= Verilen Metin =

<<<<

Murat SERİM

Sanatın Ruhu Dijitale Sığar Mı?

Murat SERİM

Değerli dostlar, Küçük Ayasofya’da Hattat Fuat Başar ile hüsn-i hat konulu söyleşimize devam ediyoruz.

Sanatın Ruhu Dijitale Sığar Mı?

Hocam, günümüzde yabancıların geleneksel sanatlara yani İslam sanatlarına daha ilgili olmasını nasıl değerlendiriyorsunuz? Hat sanatına en çok hangi millet ilgi göstermektedir?

>>>>

= Gösterilen Satırlar =
<<<<

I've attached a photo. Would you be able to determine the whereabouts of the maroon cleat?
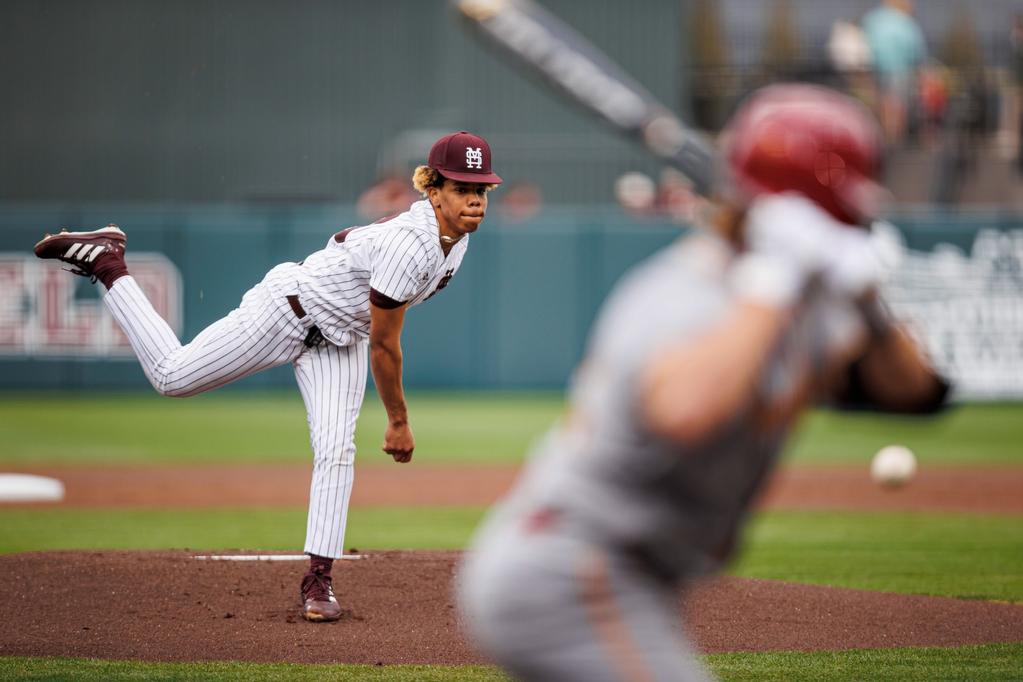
[34,225,128,281]
[302,571,341,623]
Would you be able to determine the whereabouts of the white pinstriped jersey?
[277,200,469,346]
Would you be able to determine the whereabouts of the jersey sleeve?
[369,229,433,303]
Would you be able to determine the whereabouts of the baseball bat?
[452,0,715,196]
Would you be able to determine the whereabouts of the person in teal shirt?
[863,0,927,143]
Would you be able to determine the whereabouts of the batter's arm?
[639,302,792,443]
[369,303,415,462]
[834,295,951,414]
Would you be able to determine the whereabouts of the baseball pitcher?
[35,131,501,622]
[458,85,948,682]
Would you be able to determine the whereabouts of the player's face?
[430,180,487,237]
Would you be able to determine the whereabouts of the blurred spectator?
[497,180,542,223]
[863,0,927,143]
[828,19,874,104]
[355,170,419,220]
[656,167,700,223]
[919,65,951,145]
[1009,14,1023,173]
[615,171,657,216]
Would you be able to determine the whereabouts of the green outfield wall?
[0,203,1023,398]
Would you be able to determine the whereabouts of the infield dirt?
[0,464,1023,665]
[0,551,1023,665]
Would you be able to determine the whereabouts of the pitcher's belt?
[286,294,323,348]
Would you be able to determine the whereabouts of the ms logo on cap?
[427,130,501,185]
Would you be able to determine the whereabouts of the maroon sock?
[309,554,333,576]
[92,253,128,290]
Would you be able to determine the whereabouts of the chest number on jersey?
[424,268,454,301]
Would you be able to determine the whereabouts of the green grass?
[0,391,563,465]
[0,391,1023,465]
[0,657,508,682]
[706,644,1023,682]
[0,507,483,554]
[0,507,1023,601]
[789,403,1023,465]
[0,644,1023,682]
[731,511,1023,601]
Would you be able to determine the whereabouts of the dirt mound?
[0,551,1023,665]
[7,463,1023,514]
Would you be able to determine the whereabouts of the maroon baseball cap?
[427,130,501,185]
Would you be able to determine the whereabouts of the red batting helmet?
[724,84,887,225]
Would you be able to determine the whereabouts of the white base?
[192,554,363,561]
[0,473,64,502]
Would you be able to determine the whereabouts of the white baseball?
[871,445,917,488]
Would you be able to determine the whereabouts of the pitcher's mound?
[0,551,1023,665]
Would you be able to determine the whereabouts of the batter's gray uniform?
[458,235,861,682]
[103,201,469,558]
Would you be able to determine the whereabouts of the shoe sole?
[33,227,128,255]
[302,613,341,623]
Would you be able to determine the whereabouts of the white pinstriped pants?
[103,274,368,558]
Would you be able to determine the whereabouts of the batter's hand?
[384,422,415,463]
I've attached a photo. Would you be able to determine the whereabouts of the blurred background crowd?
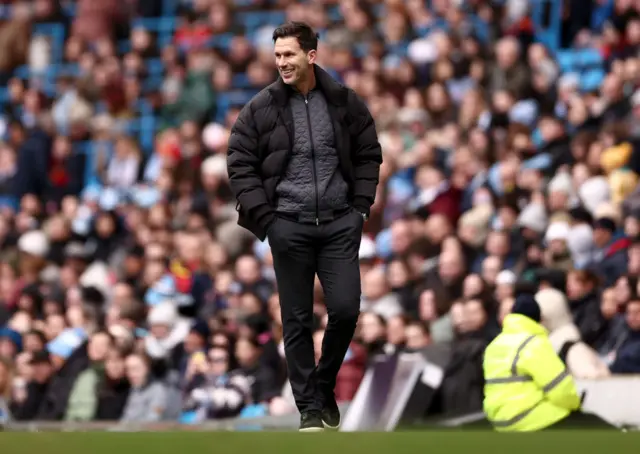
[0,0,640,423]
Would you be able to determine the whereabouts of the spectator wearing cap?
[0,358,13,428]
[235,337,282,405]
[591,218,631,287]
[64,331,114,421]
[37,328,89,421]
[0,327,22,359]
[544,222,573,271]
[144,300,191,369]
[484,294,607,432]
[95,348,131,421]
[610,295,640,374]
[175,320,211,387]
[11,350,54,421]
[120,354,169,424]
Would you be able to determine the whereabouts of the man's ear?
[307,49,318,65]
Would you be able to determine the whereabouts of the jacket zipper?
[304,96,320,225]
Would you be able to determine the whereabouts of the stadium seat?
[144,58,164,76]
[236,11,287,30]
[576,49,604,69]
[580,68,606,91]
[206,33,233,51]
[556,50,577,73]
[231,73,251,89]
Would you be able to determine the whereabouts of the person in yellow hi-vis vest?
[483,294,612,432]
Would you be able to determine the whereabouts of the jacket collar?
[502,314,548,336]
[267,64,348,107]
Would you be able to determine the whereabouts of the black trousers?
[267,210,364,413]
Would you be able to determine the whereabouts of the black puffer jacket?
[227,66,382,240]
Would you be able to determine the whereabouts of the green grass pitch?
[0,431,640,454]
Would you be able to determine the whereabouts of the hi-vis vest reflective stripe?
[485,335,569,427]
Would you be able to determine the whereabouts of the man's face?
[274,36,316,85]
[627,301,640,331]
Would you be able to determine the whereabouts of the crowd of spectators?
[0,0,640,423]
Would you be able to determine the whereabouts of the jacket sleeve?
[227,103,274,231]
[349,92,382,214]
[518,336,580,411]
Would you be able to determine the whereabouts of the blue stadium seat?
[576,49,604,68]
[235,11,287,30]
[32,23,65,62]
[215,90,258,123]
[0,87,9,104]
[162,0,180,17]
[206,33,233,51]
[131,17,178,33]
[327,6,342,22]
[556,50,578,73]
[231,73,251,89]
[144,58,164,76]
[116,39,131,54]
[580,68,606,91]
[142,74,164,93]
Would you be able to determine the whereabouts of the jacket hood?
[502,314,548,336]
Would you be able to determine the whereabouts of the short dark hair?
[273,22,318,52]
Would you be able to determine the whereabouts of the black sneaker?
[299,411,324,432]
[322,396,340,430]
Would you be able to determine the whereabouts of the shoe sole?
[322,420,340,430]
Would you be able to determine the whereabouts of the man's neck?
[296,69,316,96]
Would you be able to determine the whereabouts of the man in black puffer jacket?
[228,22,382,431]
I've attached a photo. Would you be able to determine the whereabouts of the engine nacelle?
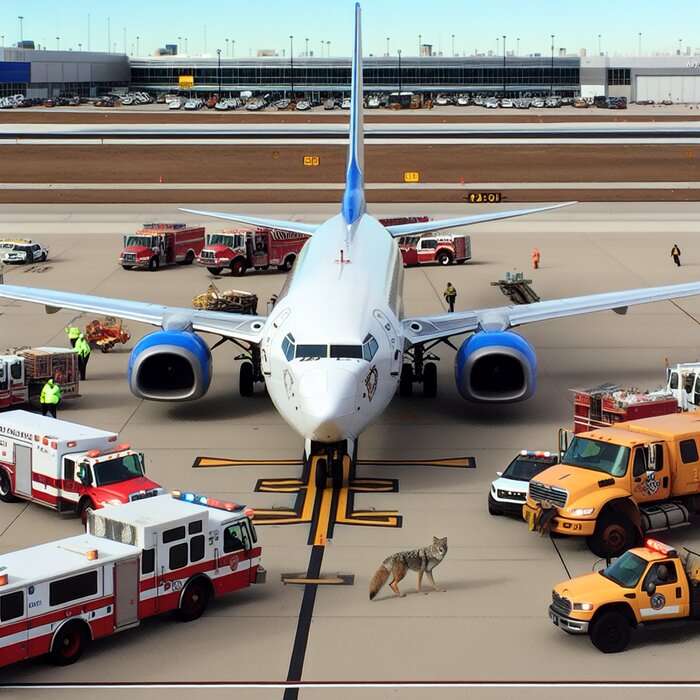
[455,331,537,403]
[129,330,212,401]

>>>>

= Alıştırma Amacı =
Verilen metindeki "Hocam, günümüzde yabancıların" ifadesinden başlayıp "millet ilgi göstermektedir?" ifadesi de dahil olmak üzere oraya kadar uzanan bölümü harfi harfine aktarır mısınız?

= Alıştırmanın Yanıtı =
Hocam, günümüzde yabancıların geleneksel sanatlara yani İslam sanatlarına daha ilgili olmasını nasıl değerlendiriyorsunuz? Hat sanatına en çok hangi millet ilgi göstermektedir?